>> begin

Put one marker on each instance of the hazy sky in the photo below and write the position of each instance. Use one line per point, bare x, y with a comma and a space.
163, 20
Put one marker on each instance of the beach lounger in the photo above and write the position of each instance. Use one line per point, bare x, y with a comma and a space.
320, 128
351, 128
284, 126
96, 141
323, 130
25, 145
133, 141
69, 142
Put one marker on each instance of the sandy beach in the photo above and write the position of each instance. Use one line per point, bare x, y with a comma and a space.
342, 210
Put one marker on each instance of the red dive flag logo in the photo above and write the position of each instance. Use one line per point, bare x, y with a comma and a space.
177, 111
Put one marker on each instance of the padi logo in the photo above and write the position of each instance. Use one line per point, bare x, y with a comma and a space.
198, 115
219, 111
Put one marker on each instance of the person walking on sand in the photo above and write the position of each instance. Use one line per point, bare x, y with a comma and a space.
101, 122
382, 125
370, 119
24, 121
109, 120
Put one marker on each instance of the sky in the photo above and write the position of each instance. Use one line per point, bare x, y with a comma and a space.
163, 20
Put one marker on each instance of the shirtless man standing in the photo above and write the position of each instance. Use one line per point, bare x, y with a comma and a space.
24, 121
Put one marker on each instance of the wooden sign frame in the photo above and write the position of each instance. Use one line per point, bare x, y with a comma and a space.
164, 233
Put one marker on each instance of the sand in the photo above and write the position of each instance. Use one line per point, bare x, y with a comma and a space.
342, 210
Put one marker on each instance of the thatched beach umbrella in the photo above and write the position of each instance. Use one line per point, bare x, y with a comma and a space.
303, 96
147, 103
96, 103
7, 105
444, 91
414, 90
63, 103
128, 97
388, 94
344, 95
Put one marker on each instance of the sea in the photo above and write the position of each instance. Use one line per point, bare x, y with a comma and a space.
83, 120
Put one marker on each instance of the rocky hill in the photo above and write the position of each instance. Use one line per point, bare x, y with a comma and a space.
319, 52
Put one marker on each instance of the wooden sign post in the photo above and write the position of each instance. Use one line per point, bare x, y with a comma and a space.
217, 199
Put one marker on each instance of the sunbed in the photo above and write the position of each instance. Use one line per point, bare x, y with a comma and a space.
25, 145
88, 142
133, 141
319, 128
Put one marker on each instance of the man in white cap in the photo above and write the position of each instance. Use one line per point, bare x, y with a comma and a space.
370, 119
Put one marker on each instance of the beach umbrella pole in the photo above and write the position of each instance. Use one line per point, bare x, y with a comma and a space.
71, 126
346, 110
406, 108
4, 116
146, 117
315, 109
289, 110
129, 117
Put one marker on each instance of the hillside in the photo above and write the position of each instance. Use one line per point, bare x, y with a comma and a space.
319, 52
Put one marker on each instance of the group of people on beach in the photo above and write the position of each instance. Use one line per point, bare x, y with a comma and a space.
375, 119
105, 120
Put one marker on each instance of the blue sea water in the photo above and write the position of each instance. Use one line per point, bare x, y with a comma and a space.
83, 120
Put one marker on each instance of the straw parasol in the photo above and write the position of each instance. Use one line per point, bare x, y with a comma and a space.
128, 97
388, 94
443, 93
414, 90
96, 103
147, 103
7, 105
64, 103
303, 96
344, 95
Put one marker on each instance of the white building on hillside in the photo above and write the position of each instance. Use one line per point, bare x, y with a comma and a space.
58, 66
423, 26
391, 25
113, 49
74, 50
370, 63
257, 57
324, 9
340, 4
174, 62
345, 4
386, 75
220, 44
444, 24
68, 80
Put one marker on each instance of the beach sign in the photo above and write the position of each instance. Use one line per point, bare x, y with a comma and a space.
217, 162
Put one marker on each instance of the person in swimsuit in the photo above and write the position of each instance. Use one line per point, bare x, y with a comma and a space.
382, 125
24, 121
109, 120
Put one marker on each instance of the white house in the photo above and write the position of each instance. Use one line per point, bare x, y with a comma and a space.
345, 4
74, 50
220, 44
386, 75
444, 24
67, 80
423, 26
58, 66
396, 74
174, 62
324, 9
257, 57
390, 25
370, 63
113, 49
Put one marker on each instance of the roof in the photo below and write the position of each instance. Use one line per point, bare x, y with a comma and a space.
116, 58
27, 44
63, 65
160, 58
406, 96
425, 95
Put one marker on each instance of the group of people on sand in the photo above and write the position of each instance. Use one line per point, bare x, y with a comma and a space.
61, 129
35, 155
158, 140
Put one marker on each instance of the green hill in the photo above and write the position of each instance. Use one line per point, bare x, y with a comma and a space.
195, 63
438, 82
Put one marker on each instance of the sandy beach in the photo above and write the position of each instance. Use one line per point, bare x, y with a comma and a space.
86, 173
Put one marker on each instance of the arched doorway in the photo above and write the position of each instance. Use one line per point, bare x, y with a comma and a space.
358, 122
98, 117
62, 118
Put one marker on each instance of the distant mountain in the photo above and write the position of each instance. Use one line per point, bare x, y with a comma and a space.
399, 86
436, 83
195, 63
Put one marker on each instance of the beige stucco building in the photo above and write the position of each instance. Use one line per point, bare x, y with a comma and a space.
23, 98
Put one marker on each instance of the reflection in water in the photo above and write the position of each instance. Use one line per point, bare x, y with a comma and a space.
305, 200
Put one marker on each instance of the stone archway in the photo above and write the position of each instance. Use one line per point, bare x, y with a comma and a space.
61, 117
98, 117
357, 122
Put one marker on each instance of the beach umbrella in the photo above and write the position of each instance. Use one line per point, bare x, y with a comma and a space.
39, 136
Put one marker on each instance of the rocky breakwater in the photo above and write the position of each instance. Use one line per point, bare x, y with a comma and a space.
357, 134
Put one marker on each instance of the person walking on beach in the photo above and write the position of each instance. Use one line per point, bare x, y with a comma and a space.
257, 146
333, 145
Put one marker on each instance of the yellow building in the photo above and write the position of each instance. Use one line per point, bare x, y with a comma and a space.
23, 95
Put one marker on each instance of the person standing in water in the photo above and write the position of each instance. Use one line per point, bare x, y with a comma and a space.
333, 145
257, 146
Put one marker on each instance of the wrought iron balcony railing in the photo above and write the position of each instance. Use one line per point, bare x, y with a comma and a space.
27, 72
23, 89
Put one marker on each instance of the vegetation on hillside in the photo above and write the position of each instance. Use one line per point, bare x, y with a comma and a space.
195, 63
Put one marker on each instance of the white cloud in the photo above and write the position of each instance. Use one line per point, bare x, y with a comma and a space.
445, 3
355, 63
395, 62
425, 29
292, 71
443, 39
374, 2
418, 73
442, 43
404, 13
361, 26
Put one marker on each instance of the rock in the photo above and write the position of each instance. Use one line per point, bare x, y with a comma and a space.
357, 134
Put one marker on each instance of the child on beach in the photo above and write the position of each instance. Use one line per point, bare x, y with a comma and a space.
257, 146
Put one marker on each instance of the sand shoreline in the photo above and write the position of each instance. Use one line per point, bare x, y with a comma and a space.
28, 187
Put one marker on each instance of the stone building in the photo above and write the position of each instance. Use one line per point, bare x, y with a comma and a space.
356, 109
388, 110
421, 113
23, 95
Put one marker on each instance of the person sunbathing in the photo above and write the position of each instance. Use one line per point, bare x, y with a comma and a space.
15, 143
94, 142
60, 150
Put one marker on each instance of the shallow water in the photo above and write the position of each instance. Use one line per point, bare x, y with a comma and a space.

>> end

DIRECTION:
Reproduce every line of the data verbatim.

RESULT:
Put one marker on each instance of the hazy sky in the photo below and write the position of each instance. Use one line per point, bare x, y with a comma and a space.
163, 20
Put one marker on each instance of the beach lounger in the photo above and write the position of each instance. Use one line per point, bare x, y with a comma and a space.
320, 128
351, 128
284, 126
96, 141
323, 130
25, 145
133, 141
69, 142
Put one marker on each instance of the sandy beach in the photo above and write the position of each instance. Use one line per point, bare x, y with a comma and a space.
342, 210
Put one marker on each instance of the red dive flag logo in the photo above and write the position of each instance. Use one line per point, bare x, y with a comma and a space.
177, 111
Put one marker on each instance of the padi logo in the photo above and write the position of each instance. Use one line per point, bare x, y with a comma and a space.
198, 115
219, 111
Put one marker on each instance of the person walking on sand in the photo above and write the position of each instance. Use one line per point, bare x, y with a comma and a space.
101, 122
382, 125
370, 119
24, 121
109, 120
Put one marker on each instance of the sky in the photo above and write the position of each instance. Use one line per point, bare x, y with a comma and a space.
163, 20
Put one marker on each instance of the shirtless man standing in the photo above and write the position of each instance. Use one line per point, bare x, y with a comma and a space.
24, 121
Put one marker on each instance of the wooden sign frame in the photo above and write the position of each instance. Use one line per point, bare x, y with a comma and a space.
164, 233
Put one marker on each instance of the sand in the photo above and write the position of each instance. Use one line per point, bare x, y with a comma and a space.
342, 210
Put one marker on each instance of the thatched beach umbrella in the photo above and write the position of each instance. Use one line per point, bare x, y with a comma and a space.
303, 96
147, 103
96, 103
7, 105
444, 91
414, 90
63, 103
128, 97
388, 94
344, 95
Put one marker on each instance of the sea in the photo above and write the position of each instance. Use one line per point, bare x, y with a comma and a space.
83, 120
Put one marker on each instance of the rocky hill in the photo above and write the position of each instance. Use one line per point, bare x, y with a comma and a space.
319, 52
Put one marker on each instance of the wooden sign post in the photo above and write the position of each instance. Use one line per point, bare x, y with a comma and a space.
217, 199
Put one marker on each instance of the sunbed in the photo above and write the position of each instance. Use one line per point, bare x, y with a comma and a space.
25, 145
88, 142
133, 141
319, 128
Put one marker on each instance of the man in white cap in the photo above and write the position of each instance. Use one line per point, bare x, y with a comma and a space.
370, 119
Put one marker on each instance of the beach umbrella pole in the photo above and write the position of each instance. Use one line per point, bare x, y with a comma and a space.
71, 126
346, 110
406, 108
4, 116
146, 117
315, 109
289, 110
129, 117
Put one marker on each instance of the hillside in the photo above and write the position of each instance. Use one line per point, bare x, y with a comma and a space.
319, 52
Put one marker on each instance of the group of people on beach in the photo above and write the position of each instance. Use one line per point, bare x, y with a comma and a space.
375, 119
105, 120
Put one marker on each instance of the blue sea water in the photo above and write the position of each instance. Use one line per point, bare x, y with a comma and a space.
83, 120
Put one marker on each instance of the straw parasol in the photo above and write the position of each instance. Use one line per point, bare x, y with a comma and a space.
128, 97
388, 94
443, 93
414, 90
96, 103
147, 103
7, 105
64, 103
303, 96
344, 95
Put one marker on each instance of the white building on hillside in the photo above and write the position of each instance. Use one line per point, bare x, y with a comma and a space.
58, 66
423, 26
391, 25
113, 49
74, 50
370, 63
257, 57
324, 9
340, 4
174, 62
345, 4
386, 75
220, 44
444, 24
68, 80
Put one marker on each instance of the beach sign in the photo above and write the position of each instance. Use one line per point, bare x, y with a comma and a space.
217, 162
Put one marker on each instance of the person in swimsuit in the photo above and write the position of each instance. Use one line per point, bare x, y with a comma and a space.
382, 125
24, 121
109, 120
Put one marker on each instance of the white house in the photo above and write the position of each instance. Use one line per point, bare x, y with a comma and a space.
345, 4
74, 50
220, 44
386, 75
444, 24
67, 80
423, 26
58, 66
396, 74
174, 62
324, 9
257, 57
390, 25
370, 63
113, 49
Put one marker on each instance of the roof in the photo below and write the position of each instance. Use one line per point, bare x, y with a comma and a space.
116, 58
27, 44
63, 65
160, 58
406, 96
425, 95
Put one marker on each instance of the group of people on sand in the photo above and write the position of each instance. Use one line per point, bare x, y with a comma and a space.
61, 129
35, 155
158, 140
Put one marker on each instance of the green hill in the photo above and write the position of each instance. Use one line per point, bare x, y with a comma and a space.
195, 63
438, 82
Put one marker on each instance of the sandy beach in the photo above and write the position of each instance. Use one line per point, bare x, y with a comma and a space.
86, 173
Put one marker on each instance of the arched doorway in the photo above and write the position of each instance. Use one line per point, bare x, y with a comma and a space.
358, 122
98, 117
62, 118
Put one marker on each instance of the distant mountain in the photo above and write the position of each instance. Use one line per point, bare x, y with a comma and a space.
399, 86
436, 83
195, 63
Put one marker on each instance of the beige stucco building in the photo above and write the position of each instance. Use one line per point, bare x, y with a comma and a space.
23, 98
Put one marker on each instance of the reflection in water in the photo above and write the position of each instance. Use one line per point, bare x, y with a comma and a space.
305, 200
Put one marker on each instance of the stone archway in the photo above and write the position of each instance. Use one line per point, bare x, y with a comma and a space.
61, 117
98, 117
357, 122
Put one marker on each instance of the beach umbrella in the photo above and write the position of each instance. Use one line per point, bare x, y with a comma and a space.
39, 136
Put one marker on each instance of the rocky breakwater in the photo above and write the position of each instance. Use one line per point, bare x, y with a comma and a space.
357, 134
Put one marker on each instance of the person walking on beach in the photo above and write the position of each instance. Use one line per point, bare x, y with a comma and a space.
257, 146
333, 145
Put one marker on each instance of the yellow building in the photo above and write the position of each instance. Use one line per point, bare x, y with a comma and a space.
23, 95
Put one marker on each instance of the person standing in water in the photo above and write the position of each instance. Use one line per point, bare x, y with a comma and a space.
333, 145
257, 146
Put one marker on each instance of the wrought iron balcony railing in the photo above and write the position of each instance. Use one line per point, bare x, y with a comma and a space.
27, 72
23, 89
Put one marker on each instance of the vegetation on hillside in the photo above and write the position of each instance. Use one line per point, bare x, y with a comma and a space.
195, 63
Put one marker on each instance of the white cloud in the photo above and write the position of each instance. Use one line per point, bare x, y with a comma and a space.
445, 3
355, 63
395, 62
425, 29
292, 71
443, 39
374, 2
418, 73
442, 43
404, 13
361, 26
Put one marker on each instance of the rock in the photo above and write the position of each instance. Use one line per point, bare x, y with a comma and a space.
357, 134
Put one marker on each instance of the child on beach in the photo above and write the position of each instance. Use one line per point, bare x, y with a comma and a space.
257, 146
Put one marker on each instance of the sand shoreline in the photo above and write the position of each instance. Use one line per point, bare x, y with a comma and a space.
28, 187
Put one marker on each instance of the stone building in the photo above and write the position of each instance. Use one line per point, bare x, y with a comma and a space.
356, 109
388, 110
421, 113
23, 95
Put one marker on each instance of the person sunbathing in the photo above and write the position of each instance. Use one line per point, bare x, y with a comma and a space.
15, 143
94, 142
60, 150
Put one marker on each instance of the shallow water in the photo above and write the position of each instance. Use one line per point, bare x, y with a comma and a space.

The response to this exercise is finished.